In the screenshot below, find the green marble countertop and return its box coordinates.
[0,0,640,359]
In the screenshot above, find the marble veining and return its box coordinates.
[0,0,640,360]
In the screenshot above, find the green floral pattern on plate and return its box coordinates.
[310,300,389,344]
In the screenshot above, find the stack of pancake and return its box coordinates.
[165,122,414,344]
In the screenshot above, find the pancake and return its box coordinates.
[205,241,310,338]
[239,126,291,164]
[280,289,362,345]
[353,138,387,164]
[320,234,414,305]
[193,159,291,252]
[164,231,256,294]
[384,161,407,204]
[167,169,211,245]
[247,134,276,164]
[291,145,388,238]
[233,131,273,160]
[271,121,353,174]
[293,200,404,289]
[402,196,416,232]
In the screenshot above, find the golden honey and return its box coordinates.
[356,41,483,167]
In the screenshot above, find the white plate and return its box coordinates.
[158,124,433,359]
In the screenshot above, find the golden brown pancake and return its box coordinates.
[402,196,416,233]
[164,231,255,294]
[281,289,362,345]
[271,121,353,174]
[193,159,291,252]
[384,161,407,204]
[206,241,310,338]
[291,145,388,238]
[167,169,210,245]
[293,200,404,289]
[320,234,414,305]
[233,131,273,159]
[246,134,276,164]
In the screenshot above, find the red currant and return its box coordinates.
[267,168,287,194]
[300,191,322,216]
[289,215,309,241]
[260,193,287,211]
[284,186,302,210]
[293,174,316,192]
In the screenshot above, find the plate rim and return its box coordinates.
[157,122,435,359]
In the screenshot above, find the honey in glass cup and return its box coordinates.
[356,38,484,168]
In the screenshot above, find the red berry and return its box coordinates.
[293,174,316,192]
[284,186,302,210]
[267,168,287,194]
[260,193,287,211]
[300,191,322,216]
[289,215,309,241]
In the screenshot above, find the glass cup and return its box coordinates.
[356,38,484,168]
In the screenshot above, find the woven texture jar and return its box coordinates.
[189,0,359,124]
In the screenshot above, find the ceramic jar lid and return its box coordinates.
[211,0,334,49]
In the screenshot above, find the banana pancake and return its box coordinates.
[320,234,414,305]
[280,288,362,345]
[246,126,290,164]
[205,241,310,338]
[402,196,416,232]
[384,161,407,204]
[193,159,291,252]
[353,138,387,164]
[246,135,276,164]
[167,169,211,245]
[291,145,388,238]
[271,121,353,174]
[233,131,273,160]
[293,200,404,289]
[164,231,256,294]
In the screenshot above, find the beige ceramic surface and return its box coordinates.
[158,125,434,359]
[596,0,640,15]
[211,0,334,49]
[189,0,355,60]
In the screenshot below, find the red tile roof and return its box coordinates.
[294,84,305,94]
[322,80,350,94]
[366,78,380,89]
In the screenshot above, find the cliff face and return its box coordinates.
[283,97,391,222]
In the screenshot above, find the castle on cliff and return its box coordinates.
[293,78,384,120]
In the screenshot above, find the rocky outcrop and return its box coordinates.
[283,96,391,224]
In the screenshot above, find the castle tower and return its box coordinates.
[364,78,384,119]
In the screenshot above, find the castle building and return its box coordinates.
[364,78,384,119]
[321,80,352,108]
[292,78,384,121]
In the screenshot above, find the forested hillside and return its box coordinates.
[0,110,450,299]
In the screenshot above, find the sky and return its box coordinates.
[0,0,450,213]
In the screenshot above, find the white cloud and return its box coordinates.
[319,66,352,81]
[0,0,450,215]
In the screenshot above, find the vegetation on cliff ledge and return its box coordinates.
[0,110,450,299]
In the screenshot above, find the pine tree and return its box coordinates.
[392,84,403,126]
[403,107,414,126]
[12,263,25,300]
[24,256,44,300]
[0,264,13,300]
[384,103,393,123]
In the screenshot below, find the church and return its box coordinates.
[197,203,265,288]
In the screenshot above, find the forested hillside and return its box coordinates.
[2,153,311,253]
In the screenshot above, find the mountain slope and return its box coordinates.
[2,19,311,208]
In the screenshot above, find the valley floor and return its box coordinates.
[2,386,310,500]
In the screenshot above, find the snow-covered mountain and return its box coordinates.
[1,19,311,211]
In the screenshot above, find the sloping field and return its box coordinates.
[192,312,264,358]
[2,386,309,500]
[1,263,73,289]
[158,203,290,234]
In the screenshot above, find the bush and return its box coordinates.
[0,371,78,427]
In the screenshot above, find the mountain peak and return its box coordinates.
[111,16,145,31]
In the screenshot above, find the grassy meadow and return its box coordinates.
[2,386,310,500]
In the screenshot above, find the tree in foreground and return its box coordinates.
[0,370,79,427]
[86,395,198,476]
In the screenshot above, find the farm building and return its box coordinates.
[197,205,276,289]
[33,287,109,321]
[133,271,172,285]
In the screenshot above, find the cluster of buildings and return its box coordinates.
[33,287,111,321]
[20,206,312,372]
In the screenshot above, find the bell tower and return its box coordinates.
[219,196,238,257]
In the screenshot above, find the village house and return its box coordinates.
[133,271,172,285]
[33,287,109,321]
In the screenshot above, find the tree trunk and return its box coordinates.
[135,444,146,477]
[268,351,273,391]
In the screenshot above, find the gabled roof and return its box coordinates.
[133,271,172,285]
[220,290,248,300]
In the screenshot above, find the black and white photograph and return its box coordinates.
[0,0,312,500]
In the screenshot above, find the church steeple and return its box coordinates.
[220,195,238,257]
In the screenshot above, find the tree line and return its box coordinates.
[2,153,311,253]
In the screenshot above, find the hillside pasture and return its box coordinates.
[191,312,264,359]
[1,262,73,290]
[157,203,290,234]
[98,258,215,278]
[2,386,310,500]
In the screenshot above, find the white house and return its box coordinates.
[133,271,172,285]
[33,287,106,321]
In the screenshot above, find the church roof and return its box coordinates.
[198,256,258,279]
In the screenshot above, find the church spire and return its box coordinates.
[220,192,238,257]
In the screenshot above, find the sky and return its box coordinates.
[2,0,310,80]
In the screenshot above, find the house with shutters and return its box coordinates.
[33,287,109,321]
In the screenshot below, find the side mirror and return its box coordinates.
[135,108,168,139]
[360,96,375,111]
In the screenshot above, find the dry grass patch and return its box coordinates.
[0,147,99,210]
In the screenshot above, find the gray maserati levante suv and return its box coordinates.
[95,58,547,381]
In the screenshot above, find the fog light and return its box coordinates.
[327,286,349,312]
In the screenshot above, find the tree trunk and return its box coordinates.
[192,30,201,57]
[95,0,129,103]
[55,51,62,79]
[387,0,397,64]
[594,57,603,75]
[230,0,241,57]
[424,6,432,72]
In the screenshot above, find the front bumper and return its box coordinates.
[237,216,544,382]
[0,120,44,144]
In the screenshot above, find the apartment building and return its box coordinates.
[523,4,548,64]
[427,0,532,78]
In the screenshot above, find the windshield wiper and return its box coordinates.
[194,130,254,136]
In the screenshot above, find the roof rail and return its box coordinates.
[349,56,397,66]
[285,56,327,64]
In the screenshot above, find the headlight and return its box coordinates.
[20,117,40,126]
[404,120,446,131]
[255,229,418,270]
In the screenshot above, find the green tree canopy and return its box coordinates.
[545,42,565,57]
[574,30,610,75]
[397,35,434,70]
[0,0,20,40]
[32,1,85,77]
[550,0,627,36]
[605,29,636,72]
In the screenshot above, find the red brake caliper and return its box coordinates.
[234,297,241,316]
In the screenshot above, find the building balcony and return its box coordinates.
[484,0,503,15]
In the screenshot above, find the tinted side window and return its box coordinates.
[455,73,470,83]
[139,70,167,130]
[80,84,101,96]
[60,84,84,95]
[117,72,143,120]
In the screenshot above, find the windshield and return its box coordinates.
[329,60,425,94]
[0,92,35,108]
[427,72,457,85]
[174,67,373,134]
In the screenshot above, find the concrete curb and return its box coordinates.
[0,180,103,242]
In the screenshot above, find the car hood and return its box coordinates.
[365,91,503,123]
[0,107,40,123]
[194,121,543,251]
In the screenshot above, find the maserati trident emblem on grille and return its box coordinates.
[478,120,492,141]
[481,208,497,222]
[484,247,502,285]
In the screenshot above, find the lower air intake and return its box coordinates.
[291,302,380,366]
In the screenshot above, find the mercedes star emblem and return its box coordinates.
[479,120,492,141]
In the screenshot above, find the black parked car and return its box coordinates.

Task: Starting at the line that contains "In the screenshot above, find the fog" and ending at the line that contains "[194,121,543,251]", output only those lines of the material as a numbered list, with blank lines left out.

Exercise result:
1. In the screenshot above, find the fog light and return its box coordinates.
2. [327,286,349,312]
3. In the screenshot above, find the tree trunk and return its box coordinates.
4. [192,30,201,57]
5. [95,0,129,103]
6. [55,51,62,79]
7. [387,0,397,64]
8. [594,57,603,75]
9. [230,0,241,57]
10. [424,6,432,72]
11. In the screenshot above, find the front bumper and return its box coordinates.
12. [237,216,544,382]
13. [0,120,44,144]
14. In the screenshot above, find the apartment building and return its box coordinates.
15. [523,4,548,64]
16. [427,0,532,78]
17. In the screenshot above, find the windshield wiper and return its box coordinates.
18. [194,130,254,136]
19. In the screenshot above, find the roof rail and return its box coordinates.
20. [349,56,397,66]
21. [285,56,327,64]
22. In the screenshot above, find the headlight and return its box coordinates.
23. [20,117,40,126]
24. [404,120,446,131]
25. [255,229,418,270]
26. In the screenshot above, find the green tree canopy and return its box coordinates.
27. [545,42,565,57]
28. [574,30,610,75]
29. [397,35,434,70]
30. [0,0,20,40]
31. [32,1,85,77]
32. [550,0,627,36]
33. [605,29,636,72]
34. In the screenshot above, find the red brake caliper and return its box coordinates.
35. [234,297,241,316]
36. In the screenshot above, find the building balcony and return its box coordinates.
37. [484,0,503,15]
38. In the screenshot above, find the tinted side window and return its box coordinates.
39. [455,73,470,83]
40. [139,70,167,130]
41. [80,84,101,96]
42. [60,84,84,95]
43. [117,72,143,120]
44. In the screenshot above, find the windshield and return its box coordinates.
45. [329,60,425,94]
46. [0,92,35,108]
47. [427,72,457,85]
48. [174,67,373,134]
49. In the screenshot above, find the concrete curb and return its box coordinates.
50. [0,180,103,242]
51. In the screenshot above, find the car hood and return its box coordinates.
52. [365,91,503,123]
53. [0,107,40,123]
54. [194,121,543,251]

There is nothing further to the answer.